> **THE REQUEST**: Look below for the line containing "the black pants". Output it and each remaining line of the entries exactly, and nothing else.

> **RAW RECORDS**:
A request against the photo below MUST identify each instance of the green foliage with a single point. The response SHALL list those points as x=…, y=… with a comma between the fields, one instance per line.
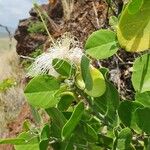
x=63, y=67
x=101, y=44
x=43, y=91
x=84, y=108
x=134, y=26
x=140, y=76
x=36, y=27
x=6, y=84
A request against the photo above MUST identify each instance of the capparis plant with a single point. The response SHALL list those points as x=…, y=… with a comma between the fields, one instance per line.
x=83, y=107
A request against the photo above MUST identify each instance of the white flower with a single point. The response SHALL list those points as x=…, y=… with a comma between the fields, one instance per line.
x=66, y=47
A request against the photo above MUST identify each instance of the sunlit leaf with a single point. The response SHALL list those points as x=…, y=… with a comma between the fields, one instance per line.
x=101, y=44
x=134, y=26
x=141, y=74
x=142, y=119
x=73, y=121
x=42, y=91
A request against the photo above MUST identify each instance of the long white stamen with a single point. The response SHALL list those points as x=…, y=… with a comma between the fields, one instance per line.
x=66, y=48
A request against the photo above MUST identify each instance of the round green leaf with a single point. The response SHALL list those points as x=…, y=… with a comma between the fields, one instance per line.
x=134, y=26
x=101, y=44
x=65, y=101
x=141, y=74
x=142, y=119
x=43, y=91
x=99, y=85
x=143, y=98
x=63, y=67
x=126, y=112
x=73, y=121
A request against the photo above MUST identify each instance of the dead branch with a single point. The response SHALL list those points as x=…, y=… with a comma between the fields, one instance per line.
x=9, y=35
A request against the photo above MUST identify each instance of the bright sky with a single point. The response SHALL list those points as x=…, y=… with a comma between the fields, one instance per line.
x=13, y=10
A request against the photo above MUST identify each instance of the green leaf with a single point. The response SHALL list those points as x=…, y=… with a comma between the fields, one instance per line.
x=134, y=26
x=99, y=85
x=63, y=67
x=143, y=98
x=140, y=76
x=113, y=21
x=44, y=137
x=31, y=142
x=42, y=91
x=15, y=141
x=142, y=119
x=85, y=71
x=126, y=113
x=65, y=101
x=108, y=103
x=135, y=6
x=56, y=116
x=87, y=132
x=73, y=121
x=105, y=141
x=101, y=44
x=124, y=139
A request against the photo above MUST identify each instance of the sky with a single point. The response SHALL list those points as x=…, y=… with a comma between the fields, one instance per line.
x=13, y=10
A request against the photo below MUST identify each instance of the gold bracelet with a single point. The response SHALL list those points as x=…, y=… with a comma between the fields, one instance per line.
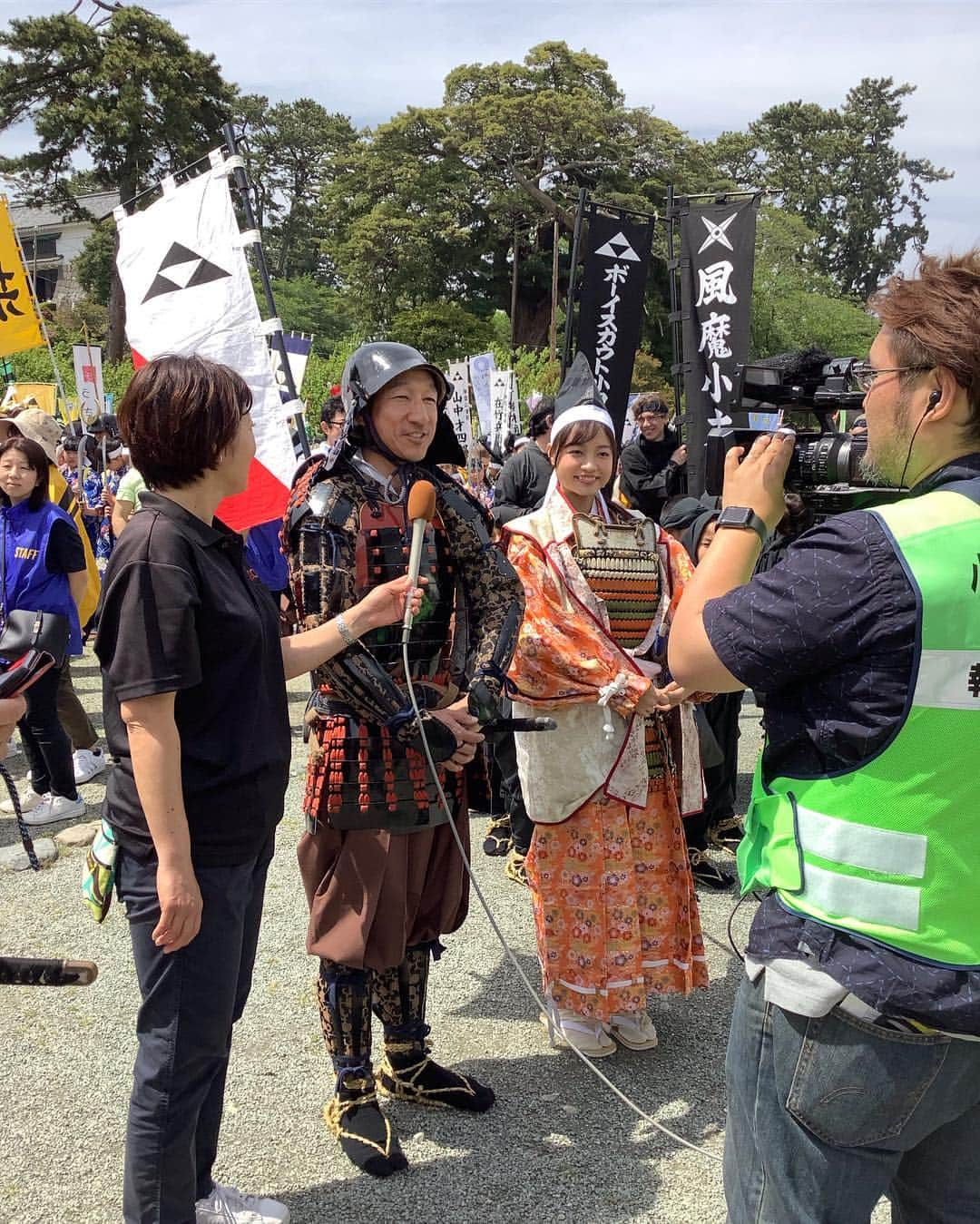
x=343, y=628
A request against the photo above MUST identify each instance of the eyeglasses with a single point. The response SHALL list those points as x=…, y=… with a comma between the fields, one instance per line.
x=864, y=375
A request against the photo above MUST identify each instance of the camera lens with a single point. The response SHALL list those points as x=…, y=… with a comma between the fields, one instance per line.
x=833, y=459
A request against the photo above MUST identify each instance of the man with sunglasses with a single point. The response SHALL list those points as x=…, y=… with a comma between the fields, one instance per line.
x=652, y=466
x=854, y=1055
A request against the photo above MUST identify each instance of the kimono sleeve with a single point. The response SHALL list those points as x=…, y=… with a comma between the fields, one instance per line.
x=562, y=658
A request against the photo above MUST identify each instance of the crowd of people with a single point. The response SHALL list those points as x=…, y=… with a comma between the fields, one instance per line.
x=634, y=622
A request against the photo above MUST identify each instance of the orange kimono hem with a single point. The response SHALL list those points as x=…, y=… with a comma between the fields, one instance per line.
x=615, y=912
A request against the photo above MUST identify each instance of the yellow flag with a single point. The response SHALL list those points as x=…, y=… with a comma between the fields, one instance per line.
x=44, y=397
x=18, y=318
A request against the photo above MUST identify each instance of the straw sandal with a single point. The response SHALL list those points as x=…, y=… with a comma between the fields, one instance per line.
x=634, y=1030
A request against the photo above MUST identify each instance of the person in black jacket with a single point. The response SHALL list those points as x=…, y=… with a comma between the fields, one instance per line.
x=524, y=480
x=652, y=466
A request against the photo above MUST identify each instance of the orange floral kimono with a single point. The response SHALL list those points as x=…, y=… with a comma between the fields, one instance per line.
x=615, y=912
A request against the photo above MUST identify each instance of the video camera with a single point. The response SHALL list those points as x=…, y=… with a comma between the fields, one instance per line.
x=826, y=465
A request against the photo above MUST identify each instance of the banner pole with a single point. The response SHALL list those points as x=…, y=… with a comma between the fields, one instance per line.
x=42, y=322
x=570, y=301
x=241, y=182
x=674, y=309
x=554, y=328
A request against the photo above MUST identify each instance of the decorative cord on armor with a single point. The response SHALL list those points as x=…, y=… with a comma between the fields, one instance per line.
x=617, y=688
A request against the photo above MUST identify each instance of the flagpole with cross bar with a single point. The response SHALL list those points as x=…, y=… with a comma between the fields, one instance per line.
x=37, y=309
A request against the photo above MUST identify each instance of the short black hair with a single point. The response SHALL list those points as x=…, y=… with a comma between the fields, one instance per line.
x=37, y=460
x=179, y=415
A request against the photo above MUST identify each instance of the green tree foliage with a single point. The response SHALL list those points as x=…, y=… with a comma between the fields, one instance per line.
x=129, y=93
x=842, y=174
x=94, y=263
x=796, y=306
x=305, y=305
x=429, y=203
x=443, y=330
x=294, y=150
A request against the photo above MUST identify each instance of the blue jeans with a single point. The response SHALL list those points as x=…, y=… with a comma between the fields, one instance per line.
x=191, y=1000
x=828, y=1115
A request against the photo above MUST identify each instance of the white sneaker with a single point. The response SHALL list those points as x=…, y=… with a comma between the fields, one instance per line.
x=88, y=764
x=225, y=1205
x=587, y=1037
x=30, y=799
x=54, y=808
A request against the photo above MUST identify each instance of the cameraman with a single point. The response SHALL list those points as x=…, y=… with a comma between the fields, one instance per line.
x=853, y=1062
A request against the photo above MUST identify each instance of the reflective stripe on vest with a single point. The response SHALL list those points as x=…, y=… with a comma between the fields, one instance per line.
x=887, y=849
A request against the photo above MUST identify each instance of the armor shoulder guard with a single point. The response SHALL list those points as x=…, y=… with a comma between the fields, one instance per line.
x=320, y=494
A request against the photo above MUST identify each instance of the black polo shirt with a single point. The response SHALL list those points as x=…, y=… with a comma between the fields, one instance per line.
x=181, y=614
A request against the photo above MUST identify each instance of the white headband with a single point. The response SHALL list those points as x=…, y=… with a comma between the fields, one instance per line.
x=583, y=413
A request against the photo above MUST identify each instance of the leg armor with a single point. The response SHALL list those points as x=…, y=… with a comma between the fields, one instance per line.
x=407, y=1072
x=352, y=1115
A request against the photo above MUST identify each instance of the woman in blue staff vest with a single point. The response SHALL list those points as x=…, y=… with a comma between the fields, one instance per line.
x=44, y=569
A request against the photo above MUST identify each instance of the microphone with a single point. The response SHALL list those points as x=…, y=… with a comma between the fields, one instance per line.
x=498, y=726
x=421, y=512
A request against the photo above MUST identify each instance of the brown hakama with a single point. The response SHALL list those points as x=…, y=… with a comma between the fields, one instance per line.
x=372, y=893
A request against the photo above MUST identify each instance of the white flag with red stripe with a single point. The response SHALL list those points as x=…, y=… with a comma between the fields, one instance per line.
x=182, y=267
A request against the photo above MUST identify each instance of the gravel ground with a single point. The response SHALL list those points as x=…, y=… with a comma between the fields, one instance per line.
x=557, y=1146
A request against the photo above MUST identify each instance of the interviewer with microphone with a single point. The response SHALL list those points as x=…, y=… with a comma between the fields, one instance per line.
x=379, y=862
x=854, y=1055
x=197, y=719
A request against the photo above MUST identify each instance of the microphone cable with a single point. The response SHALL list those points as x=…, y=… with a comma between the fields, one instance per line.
x=546, y=1007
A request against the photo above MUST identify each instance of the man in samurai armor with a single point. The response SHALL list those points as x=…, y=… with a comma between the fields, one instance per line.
x=382, y=872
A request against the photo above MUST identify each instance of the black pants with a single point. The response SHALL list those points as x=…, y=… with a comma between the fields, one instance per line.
x=45, y=744
x=70, y=710
x=191, y=1000
x=505, y=757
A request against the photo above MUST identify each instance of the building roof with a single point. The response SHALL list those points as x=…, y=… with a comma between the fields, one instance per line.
x=99, y=203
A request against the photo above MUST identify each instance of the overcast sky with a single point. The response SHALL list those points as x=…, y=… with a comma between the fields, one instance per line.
x=700, y=64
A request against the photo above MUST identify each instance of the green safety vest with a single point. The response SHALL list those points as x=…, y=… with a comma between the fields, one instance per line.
x=891, y=849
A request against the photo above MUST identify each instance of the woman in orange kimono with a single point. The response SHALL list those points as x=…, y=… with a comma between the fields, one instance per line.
x=614, y=905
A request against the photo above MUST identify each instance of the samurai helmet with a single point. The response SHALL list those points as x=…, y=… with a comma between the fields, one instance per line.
x=368, y=370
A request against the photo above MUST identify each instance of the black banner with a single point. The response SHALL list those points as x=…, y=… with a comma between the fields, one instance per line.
x=612, y=302
x=717, y=256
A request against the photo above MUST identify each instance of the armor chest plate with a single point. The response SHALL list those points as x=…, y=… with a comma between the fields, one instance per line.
x=622, y=565
x=382, y=553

> **RIGHT ANSWER**:
A request against the photo above MUST identify each instance of the black pants with a single point. The response SHALL list those points as x=…, y=… with a comma between the fields, one instance per line.
x=45, y=744
x=70, y=710
x=191, y=1000
x=505, y=757
A request against the photo above MUST identify each instance of the building roof with a single point. The response SHALL list those points as x=…, y=… with a comma between the fields, one instance per line.
x=99, y=203
A request against the photo above MUST identify each instance of the overcast sky with a single point. The response SHALL list those points as x=…, y=… with a comma between the fields, one instance per line.
x=700, y=64
A request against the photo above MUST identify each instance of the green safety vest with a single point. The response SHALL list those points as x=…, y=… with a comma between the fields, one instance per line.
x=891, y=849
A request against the photo above MUST identify each instance of the woman in orange kimono with a single point. The response SHALL list those points as x=…, y=… with a comma between the fields, one instance per line.
x=614, y=905
A request against the photo above MUST identify each instance of the samurai helmet with a single point. The response SHALL list those points as x=…, y=… with a comma between the fields, one instance per line.
x=368, y=370
A request against the photo above MUST identify each instance of the black banner with a single point. The response SHALL list those points as x=…, y=… with a comma between the fields, one instance per line.
x=612, y=302
x=717, y=256
A request against the photo above MUST identify each instance of the armor chest plate with a single point. The response SHALL list those points as x=…, y=… with a comma between the fields, one instance per line.
x=622, y=565
x=382, y=553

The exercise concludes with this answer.